-- begin --

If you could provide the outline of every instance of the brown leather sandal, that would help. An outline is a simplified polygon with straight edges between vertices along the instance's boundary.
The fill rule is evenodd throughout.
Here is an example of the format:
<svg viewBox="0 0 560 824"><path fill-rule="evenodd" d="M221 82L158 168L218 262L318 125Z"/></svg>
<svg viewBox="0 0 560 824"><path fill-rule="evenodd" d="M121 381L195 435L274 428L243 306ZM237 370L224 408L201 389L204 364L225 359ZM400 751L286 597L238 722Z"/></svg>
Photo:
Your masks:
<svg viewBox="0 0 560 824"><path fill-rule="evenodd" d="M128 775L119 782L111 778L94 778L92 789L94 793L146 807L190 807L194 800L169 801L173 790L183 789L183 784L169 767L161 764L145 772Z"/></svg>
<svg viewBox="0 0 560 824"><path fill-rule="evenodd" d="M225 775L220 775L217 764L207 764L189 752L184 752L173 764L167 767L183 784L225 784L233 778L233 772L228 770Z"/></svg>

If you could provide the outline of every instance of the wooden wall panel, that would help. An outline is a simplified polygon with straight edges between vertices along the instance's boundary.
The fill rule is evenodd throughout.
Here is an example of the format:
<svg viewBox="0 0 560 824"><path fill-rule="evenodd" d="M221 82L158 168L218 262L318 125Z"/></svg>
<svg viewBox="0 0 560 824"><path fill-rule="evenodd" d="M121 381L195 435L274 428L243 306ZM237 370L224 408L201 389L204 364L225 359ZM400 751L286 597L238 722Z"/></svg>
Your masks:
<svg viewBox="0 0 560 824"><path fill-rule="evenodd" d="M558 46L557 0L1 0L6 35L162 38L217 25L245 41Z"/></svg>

-- end --

Give back the data above exactly as it appears.

If you could provide the outline of every instance of the brown leather sandal, that would help. An outline is a simplified polygon with straight edges between vertices along the instance's boundary.
The fill rule is evenodd throughout.
Here is an example of the format:
<svg viewBox="0 0 560 824"><path fill-rule="evenodd" d="M221 82L158 168L218 262L318 125Z"/></svg>
<svg viewBox="0 0 560 824"><path fill-rule="evenodd" d="M121 381L195 435L274 428L243 306ZM237 370L224 408L201 389L204 364L225 359ZM400 751L286 597L238 722Z"/></svg>
Photo:
Your masks:
<svg viewBox="0 0 560 824"><path fill-rule="evenodd" d="M128 775L119 782L111 778L94 778L92 789L94 793L146 807L190 807L194 800L169 801L173 790L183 789L183 784L169 767L161 764L145 772Z"/></svg>
<svg viewBox="0 0 560 824"><path fill-rule="evenodd" d="M225 775L220 775L217 764L207 764L189 752L184 752L173 764L167 767L183 784L225 784L233 778L233 772L228 770Z"/></svg>

If you could provide the outline of every instance of the wooden wall panel, that would help. An outline is a simplified polygon with straight edges between vertices along the instance's boundary.
The fill rule is evenodd throughout.
Here is an example of the format:
<svg viewBox="0 0 560 824"><path fill-rule="evenodd" d="M221 82L158 168L218 262L318 125Z"/></svg>
<svg viewBox="0 0 560 824"><path fill-rule="evenodd" d="M121 381L195 435L274 428L243 306ZM237 370L224 408L201 389L204 364L225 359ZM400 751L286 597L238 722Z"/></svg>
Your masks:
<svg viewBox="0 0 560 824"><path fill-rule="evenodd" d="M558 46L557 0L1 0L6 35L162 38L217 25L245 41Z"/></svg>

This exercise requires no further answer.